**Teks Bacaan**
Grobogan Itu Desa di Kabupaten Mana, Mas?

Adalah penampakan warung milik warga setempat di Bungurasih Sidoharjo yang tak tahu Grobogan. Oh iya, warung ini punya wifi gratis.

Ternyata banyak orang Indonesia tidak tahu daerah mempesona berjudul Grobogan bukan cerita fiksi semata. Kemarin, Jumat (8/3/2019) malam atau Sabtu dini hari saya membuktikannya sekali lagi.
Sepulang dari nonton pertunjukan teater Sengkuni2019 di Balai Pemuda Surabaya, saya memesan grab. Setelah percakapan di aplikasi sekenanya, bokong saya mendarat juga di jok motor sang driver. Agak bertanya-tanya sedikit karena si Mas Grab tidak pakai seragam.
"Ke mana Mas?" tanyanya.
"Bungurasih," jawab saya.
"Tapi tunjukin jalannya ya Mas, saya baru tiga hari di sini Mas," katanya lagi dengan nada pekewuh cum melas.
Batin saya: Asem, lha rung ngerti dalan kok wani nge-grab. Tapi tak apa. Wajahe melaske.
Usut punya usut, si Mas Grab ternyata habis pulang kerja dari sebuah hotel. Saya lupa dia ada di bagian apa. Yang saya ingat, dia aslinya Malang dan memilih kerja di Kota Pahlawan karena UMR-nya tinggi gaes.. Ya, sekitar Rp 3,8 juta. Dan nge-grab adalah kerjaan sampingannya.

**Permintaan Tugas 1**
Berapa kisaran UMR Kota Pahlawan yang disebutkan dalam teks bacaan?
**Permintaan Tugas 2**
Tuliskan kembali bagian teks bacaan yang dimulai dengan "Ternyata banyak orang" dan berlanjut hingga "membuktikannya sekali lagi.". Ganti "Ternyata" dengan "Rupanya".

(Entri koleksi)
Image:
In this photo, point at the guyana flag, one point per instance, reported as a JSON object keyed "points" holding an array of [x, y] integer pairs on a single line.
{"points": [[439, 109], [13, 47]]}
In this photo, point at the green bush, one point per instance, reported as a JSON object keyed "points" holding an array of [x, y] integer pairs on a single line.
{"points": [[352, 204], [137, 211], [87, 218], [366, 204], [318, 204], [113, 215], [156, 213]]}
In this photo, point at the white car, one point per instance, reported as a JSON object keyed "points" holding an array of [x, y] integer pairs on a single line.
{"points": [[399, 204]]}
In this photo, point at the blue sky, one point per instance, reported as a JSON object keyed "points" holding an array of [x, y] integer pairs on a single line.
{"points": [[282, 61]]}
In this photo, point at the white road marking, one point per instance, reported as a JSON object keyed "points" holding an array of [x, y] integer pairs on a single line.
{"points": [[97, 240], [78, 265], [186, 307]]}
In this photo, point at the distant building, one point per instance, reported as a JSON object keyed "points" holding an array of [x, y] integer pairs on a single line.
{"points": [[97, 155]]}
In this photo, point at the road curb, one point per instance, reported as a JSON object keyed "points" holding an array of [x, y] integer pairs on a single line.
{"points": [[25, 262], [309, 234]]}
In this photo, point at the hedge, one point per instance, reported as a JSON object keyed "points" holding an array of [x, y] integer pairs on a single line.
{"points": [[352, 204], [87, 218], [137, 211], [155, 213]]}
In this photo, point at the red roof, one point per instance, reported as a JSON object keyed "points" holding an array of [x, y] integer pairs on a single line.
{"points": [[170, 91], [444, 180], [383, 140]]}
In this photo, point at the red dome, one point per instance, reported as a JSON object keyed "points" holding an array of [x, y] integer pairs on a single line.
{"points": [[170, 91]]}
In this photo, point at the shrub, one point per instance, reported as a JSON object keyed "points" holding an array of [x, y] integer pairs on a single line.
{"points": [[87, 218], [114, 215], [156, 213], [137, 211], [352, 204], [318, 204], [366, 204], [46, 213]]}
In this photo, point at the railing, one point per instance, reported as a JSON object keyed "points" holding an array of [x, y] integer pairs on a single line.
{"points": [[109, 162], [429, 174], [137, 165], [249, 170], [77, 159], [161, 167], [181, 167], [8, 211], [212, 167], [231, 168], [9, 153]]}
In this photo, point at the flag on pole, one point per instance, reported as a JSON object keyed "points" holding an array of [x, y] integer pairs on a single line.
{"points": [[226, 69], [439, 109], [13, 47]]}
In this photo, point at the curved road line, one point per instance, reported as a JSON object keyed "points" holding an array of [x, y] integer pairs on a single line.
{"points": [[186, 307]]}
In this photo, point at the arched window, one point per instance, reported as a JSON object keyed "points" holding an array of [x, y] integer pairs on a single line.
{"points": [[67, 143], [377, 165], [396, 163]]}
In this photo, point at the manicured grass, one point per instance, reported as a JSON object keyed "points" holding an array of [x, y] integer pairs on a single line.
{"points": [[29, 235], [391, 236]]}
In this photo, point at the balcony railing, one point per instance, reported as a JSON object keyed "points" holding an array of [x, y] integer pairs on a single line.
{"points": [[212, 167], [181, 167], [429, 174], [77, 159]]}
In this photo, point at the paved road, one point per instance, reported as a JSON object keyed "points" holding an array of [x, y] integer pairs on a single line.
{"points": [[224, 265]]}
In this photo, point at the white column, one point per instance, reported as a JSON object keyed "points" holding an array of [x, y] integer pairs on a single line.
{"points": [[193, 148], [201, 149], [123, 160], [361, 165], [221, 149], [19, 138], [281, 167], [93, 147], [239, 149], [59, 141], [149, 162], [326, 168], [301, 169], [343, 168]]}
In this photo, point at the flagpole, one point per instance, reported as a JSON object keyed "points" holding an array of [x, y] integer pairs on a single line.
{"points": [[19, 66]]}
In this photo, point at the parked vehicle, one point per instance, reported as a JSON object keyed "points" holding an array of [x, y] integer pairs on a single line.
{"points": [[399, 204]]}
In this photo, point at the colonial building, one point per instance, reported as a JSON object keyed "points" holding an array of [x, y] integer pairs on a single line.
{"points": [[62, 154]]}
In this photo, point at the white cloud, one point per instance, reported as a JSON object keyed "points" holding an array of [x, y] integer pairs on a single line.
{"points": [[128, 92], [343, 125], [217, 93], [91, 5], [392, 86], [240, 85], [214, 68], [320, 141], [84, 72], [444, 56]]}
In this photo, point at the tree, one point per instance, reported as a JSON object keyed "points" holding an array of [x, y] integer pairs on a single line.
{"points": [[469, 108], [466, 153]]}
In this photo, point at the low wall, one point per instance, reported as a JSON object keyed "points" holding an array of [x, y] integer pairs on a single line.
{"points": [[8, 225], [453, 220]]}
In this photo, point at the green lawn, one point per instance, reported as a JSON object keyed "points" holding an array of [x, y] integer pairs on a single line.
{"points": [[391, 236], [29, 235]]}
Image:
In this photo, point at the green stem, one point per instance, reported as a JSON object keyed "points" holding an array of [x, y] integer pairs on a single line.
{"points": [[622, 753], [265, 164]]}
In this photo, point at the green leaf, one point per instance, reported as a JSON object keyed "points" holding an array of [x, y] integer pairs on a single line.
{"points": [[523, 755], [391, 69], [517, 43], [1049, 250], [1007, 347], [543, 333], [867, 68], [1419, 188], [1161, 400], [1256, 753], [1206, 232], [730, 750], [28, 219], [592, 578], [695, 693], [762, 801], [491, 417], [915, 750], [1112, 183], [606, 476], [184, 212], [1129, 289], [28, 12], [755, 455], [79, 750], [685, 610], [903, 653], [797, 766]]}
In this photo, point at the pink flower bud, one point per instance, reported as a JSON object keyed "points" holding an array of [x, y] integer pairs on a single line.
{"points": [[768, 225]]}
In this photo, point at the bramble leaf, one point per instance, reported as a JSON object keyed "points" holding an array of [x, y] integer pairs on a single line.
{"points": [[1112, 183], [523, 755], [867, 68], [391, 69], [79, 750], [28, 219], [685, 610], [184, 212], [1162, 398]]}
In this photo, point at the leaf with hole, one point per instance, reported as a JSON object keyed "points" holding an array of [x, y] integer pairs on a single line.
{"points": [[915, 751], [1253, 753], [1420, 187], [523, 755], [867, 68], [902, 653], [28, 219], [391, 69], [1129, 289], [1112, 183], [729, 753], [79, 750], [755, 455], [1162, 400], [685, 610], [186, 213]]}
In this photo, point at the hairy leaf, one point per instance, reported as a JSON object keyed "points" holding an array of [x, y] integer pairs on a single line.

**Jawaban Latihan 1**
Sekitar Rp 3,8 juta.

**Jawaban Latihan 2**
Rupanya banyak orang Indonesia tidak tahu daerah mempesona berjudul Grobogan bukan cerita fiksi semata. Kemarin, Jumat (8/3/2019) malam atau Sabtu dini hari saya membuktikannya sekali lagi.